Prisoners’ Justice Day August 10th

For 32 years inmates and those on the street have acted to draw attention to the problems faced by those incarcerated in various jails and prisons in Canada. Though vigils and church services, zines and fasting we are encouraged to come together in solidarity with our brothers and sisters on the inside.

Community radio stations in a number of cities, including Guelph, Toronto, Vancouver and Montreal devote extended programming hours to prison justice. In many institutions inmates fast and refuse to work. Outside jails in cities such as Toronto and Vancouver there are vigils.

Prisoners Justice Day is an important call to radical justice.  A good place to start learning more about prisoners’ rights and Prisoners Rights Day is the Prison Justice website.

What follows are brief reflections and poems I’ve shared at two Prisoners’ Justice Day vigils. They can also be found on the MYTOWN website.



August 10th, 2004

Don Jail, 550 Gerrard Street East

Toronto, Ontario

7:00 pm

I feel humbled for being asked again to participate in Prisoners’ Justice Day to share some of my poetry, some only in spirit related to the theme of the day. As someone who has spent time in the Don Jail both as an inmate and through the chaplaincy programme, I feel deeply committed to the work of ensuring that no one inside is ever forgotten.

29 years is a long time to remember, to keep fresh the events surrounding  the death of Eddie Nalon. Over a generation has passed since the first Prisoners’ Justice Day and those of us here who remember that first fasts and vigils and hunger strikes have shown a remarkable persistence.

We began out activism in the shadow of Attica, with fresh understanding of the reality of prison resistance as expressed in rage at Kingston Pen and in optimism with efforts to collectively organise unions inside prisons.

Years later, it might be felt that our struggle has failed. However, we also know that it has been about ¼ of the time that it took in South Africa to bring down the legal system that became known as apartheid so we know that struggles can be sustained and the world changed providing there is the strength and will to do so.

This should be a day that brings together refugees, political activists, survivors of the streets, people concerned about economic justice, and representatives of faith communities because we have a common stake in what happens behind bars. People are imprisoned for refusing to kill and for killing, for speaking out and for acting out, because of where they were born and for dreaming — our jails are where idealists and the most marginalised come together finally as equals as the system does not distinguish between economic, political or social crimes or between crimes and wanting to live in Canada without the proper pass. The powers that bemake these links instinctively — we have to work at it.

This past weekend I was in Montreal for a series of events looking at peace, justice and non-violence struggle in Montreal and around world. Whether mentioned directly or indirectly, it was hard to avoid the fact that prisons are evil. Those concerned with refugees had stories of detention centres. Those concerned with child soldiers reminded us that for many in those societies imprisonment was one of the lesser consequences of wanting to save one’s families. At a table next to me on Saturday were people concerned for the victims of crimes, who saw in community based alternatives to prisons the best ways of addressing their needs.

> STORED ROWS:

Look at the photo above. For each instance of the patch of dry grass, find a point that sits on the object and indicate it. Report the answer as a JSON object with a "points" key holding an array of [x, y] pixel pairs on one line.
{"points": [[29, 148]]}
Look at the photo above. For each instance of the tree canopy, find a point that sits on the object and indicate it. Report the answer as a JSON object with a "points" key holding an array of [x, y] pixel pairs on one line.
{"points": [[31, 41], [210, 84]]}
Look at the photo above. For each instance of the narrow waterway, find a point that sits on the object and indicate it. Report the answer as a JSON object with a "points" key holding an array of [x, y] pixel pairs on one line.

> GIVEN REQUEST:
Can you give the Prisoners' Justice Day piece again between "Toronto, Ontario" and "is ever forgotten.", inclusive, changing "humbled" to "honored"?

> ANSWER FOR THE TASK:
Toronto, Ontario

7:00 pm

I feel honored for being asked again to participate in Prisoners’ Justice Day to share some of my poetry, some only in spirit related to the theme of the day. As someone who has spent time in the Don Jail both as an inmate and through the chaplaincy programme, I feel deeply committed to the work of ensuring that no one inside is ever forgotten.